▶ **Page extract**
====
Herbert Taylor Reader, of Perth, Ont., decided in 1850 to follow in his father’s footsteps, Colonel George Hume Reade, a staff surgeon with the Leeds Militia in Upper Canada, who was killed in the Crimean War.
After completing his medical education in Quebec and Ireland, Reade joined the 61st Regiment of Foot in the British Army in 1850 as an assistant surgeon. It was the first step in a distinguished 36-year military career that would lead him to the company of royalty.
He was promoted to staff surgeon in 1857 and, that year, showed a surgeon can be as handy with a sword as with a scalpel.
He was tending to the wounded during the siege of Delhi on Sept. 14, when rebels began firing from rooftops, putting them in danger of further injury and of capture.
Reade drew his sword, rallied 10 nearby soldiers and dislodged the rebels. Two of the soldiers were killed and half a dozen wounded in the attack. But Reade’s patients were saved.
Two days later, Reade joined an assault force and was among the first to reach the magazine and spike the enemy’s guns.
His actions earned him the Victoria Cross.
“The wounded were thus in very great danger and would have fallen into the hands of the enemy, had not Surgeon Reade drawn his sword and…succeeded, under very heavy fire, in dislodging the rebels from their position,” reads the citation in The London Gazette in 1861.
He returned to England in 1886, having distinguished himself in the siege, assault and capture of Delhi and earning a Mention in Dispatches. He was promoted to surgeon general and made a Companion of the Order of Bath.
He retired from the military in 1887, but his service to Queen Victoria was not done—in 1895, he became her honorary surgeon.
Reade did not return to Canada, but remained in Bath, England, where he died in June 1897. A Victoria Cross was carved at the foot of the cross on his headstone in the Locksbrook Cemetery in Bath.
Sergeant Arthur Herbert Lindsay Richardson, of Lord Strathcona’s Horse, was the first member of Canadian forces to earn the Victoria Cross in 1900.
Queen Victoria established the Cross to acknowledge heroism of ordinary servicemen who were not eligible for the Order of the Bath, which was given only to officers.
Struck by reports of bravery of ordinary soldiers during the Crimean War in 1854, Victoria ordered a new medal open to all service members, regardless of rank, for gallantry in the face of the enemy.
Queen Victoria presented the first awards in 1857.
====
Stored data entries

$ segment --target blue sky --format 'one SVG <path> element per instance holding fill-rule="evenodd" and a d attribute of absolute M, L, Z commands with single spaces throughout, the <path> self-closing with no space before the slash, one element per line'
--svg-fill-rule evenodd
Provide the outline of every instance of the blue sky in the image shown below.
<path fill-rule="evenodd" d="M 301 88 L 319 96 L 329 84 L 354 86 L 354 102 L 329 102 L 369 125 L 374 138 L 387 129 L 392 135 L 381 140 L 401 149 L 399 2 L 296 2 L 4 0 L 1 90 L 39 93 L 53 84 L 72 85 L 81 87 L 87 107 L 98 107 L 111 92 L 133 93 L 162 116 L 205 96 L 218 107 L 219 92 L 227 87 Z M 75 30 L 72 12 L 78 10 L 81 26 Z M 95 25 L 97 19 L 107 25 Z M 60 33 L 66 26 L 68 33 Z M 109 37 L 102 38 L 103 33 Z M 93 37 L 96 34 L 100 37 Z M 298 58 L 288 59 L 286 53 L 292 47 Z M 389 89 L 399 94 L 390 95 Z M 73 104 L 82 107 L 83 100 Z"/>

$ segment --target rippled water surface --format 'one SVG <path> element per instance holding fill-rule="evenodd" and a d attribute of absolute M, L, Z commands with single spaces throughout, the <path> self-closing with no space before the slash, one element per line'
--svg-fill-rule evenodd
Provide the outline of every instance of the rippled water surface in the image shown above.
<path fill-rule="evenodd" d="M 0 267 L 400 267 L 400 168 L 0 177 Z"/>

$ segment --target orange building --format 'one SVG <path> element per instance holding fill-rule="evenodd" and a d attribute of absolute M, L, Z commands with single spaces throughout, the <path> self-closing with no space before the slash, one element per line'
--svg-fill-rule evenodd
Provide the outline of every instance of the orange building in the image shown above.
====
▶ **Check your understanding**
1 - In which cemetery does the Reade biography say his headstone stands?
2 - Quote the Reade biography word for word, starting at the words "He retired from" and ending after "Cross in 1900.".
3 - Extend the Reade biography, picking up after its final sentence.
This material has no connection to the Reade biography.

▶ **Outputs in order**
1 - The Locksbrook Cemetery in Bath.

2 -
He retired from the military in 1887, but his service to Queen Victoria was not done—in 1895, he became her honorary surgeon.
Reade did not return to Canada, but remained in Bath, England, where he died in June 1897. A Victoria Cross was carved at the foot of the cross on his headstone in the Locksbrook Cemetery in Bath.
Sergeant Arthur Herbert Lindsay Richardson, of Lord Strathcona’s Horse, was the first member of Canadian forces to earn the Victoria Cross in 1900.

3 -
The first Canadian recognized was Alexander Roberts Dunn, of York, Upper Canada (now Toronto) for going to the aid of a fellow soldier targeted during the Charge of the Light Brigade in 1854 during the Crimean War.
Like Reade, Able Seaman William Hall of Nova Scotia received the award for actions during the Indian Rebellion of 1857. Hall, the first Black person to be given the honour, was one of two survivors who loaded and fired the last gun at the Battle of Lucknow.
But it was not until the Second African War in 1899, popularly known as the Boer War, that the medal was awarded to someone wearing a Canadian uniform, since earlier recipients has served in the British army or navy.
Sergeant Arthur Herbert Lindsay Richardson, of Lord Strathcona’s Horse, was the first member of Canadian forces to earn the Victoria Cross, in 1900. He rode to the rescue of a serviceman while under heavy crossfire.
The last Canadian awarded a VC was Lieutenant Robert Hampton Gray, a Corsair pilot with the Royal Navy’s Fleet Air Arm who took out a Japanese escort ship in Onagawa Bay, Japan, on Aug. 9, 1945. A native of Trail, B.C., Gray was killed during the action and awarded his VC posthumously.
His VC, gazetted on Nov. 13, 1945, was awarded “for great valour in leading an attack on a Japanese destroyer in Onagawa Wan, on 9 August 1945,” said the citation.
“In the face of fire from shore batteries and a heavy concentration of fire from some five warships Lieutenant Gray pressed home his attack, flying very low in order to ensure success, and, although he was hit and his aircraft was in flames, he obtained at least one direct hit, sinking the destroyer.”
The Canadian Victoria Cross replaced the British version in 1993, but it has yet to be awarded.